Surgical management of renal cell carcinoma with inferior vena cava tumor thrombus

Sadi Kaplan, Sinan Ekici, Riza Doğan, Metin Demircin, Haluk Ozen, Ilhan Paşaoğlu
American Journal of Surgery 2002, 183 (3): 292-9

BACKGROUND: The successful excision of a renal cell carcinoma (RCC) invading the inferior vena cava (IVC) remains a technical intraoperative challenge and requires a careful preoperative surgical management planning. Although a radical operation remains the mainstay of the therapy for RCC, the optimal management of the patients with RCC causing IVC tumor thrombus remains unresolved. In this study, we reviewed our experience in this group of patients and herein report the results.

» Dataset section:
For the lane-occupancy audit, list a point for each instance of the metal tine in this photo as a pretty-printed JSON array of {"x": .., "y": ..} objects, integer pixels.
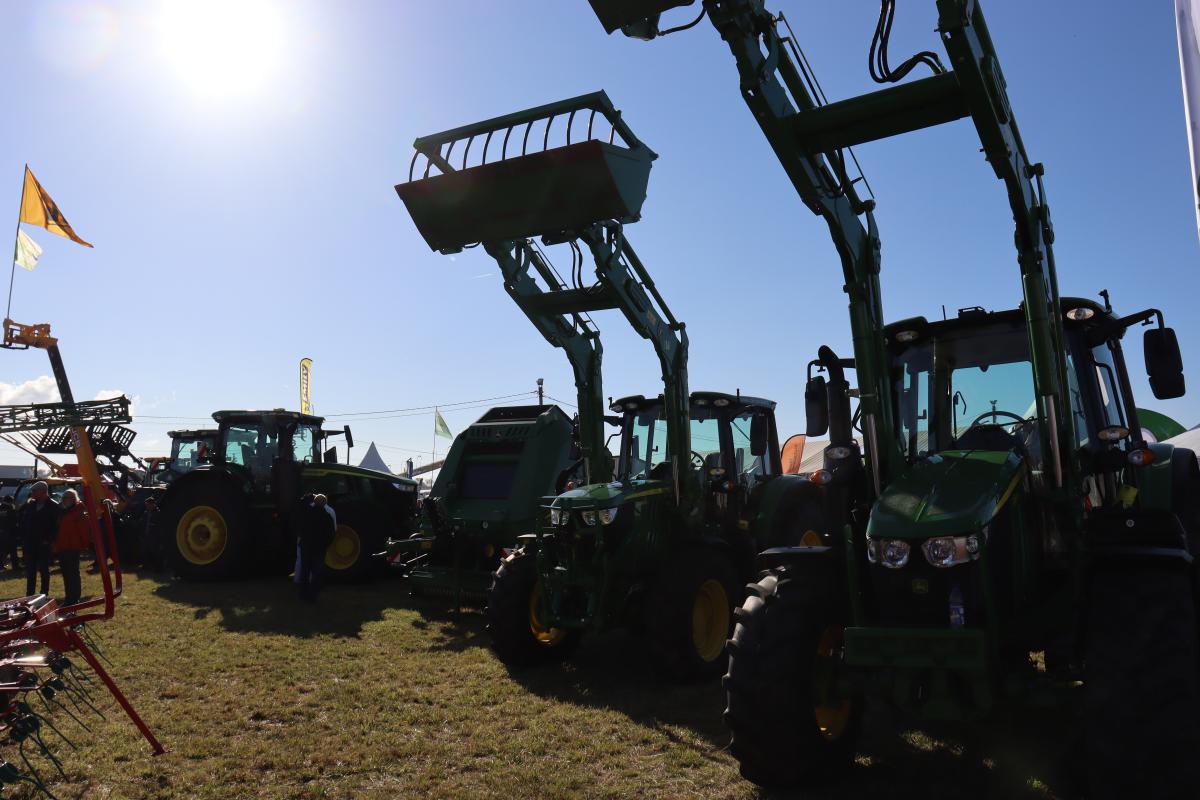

» Task to carry out: Do the following statements agree with the renal cell carcinoma abstract? Answer yes or no for each, and quote the words of the abstract that decide it. (a) The optimal management of patients with RCC causing IVC tumor thrombus has been settled. (b) A radical operation is the mainstay of therapy for RCC. (c) The work appeared in the American Journal of Surgery in 2002.

» Expected answer:
(a) No: "the optimal management of the patients with RCC causing IVC tumor thrombus remains unresolved"
(b) Yes: "a radical operation remains the mainstay of the therapy for RCC"
(c) Yes: "American Journal of Surgery 2002"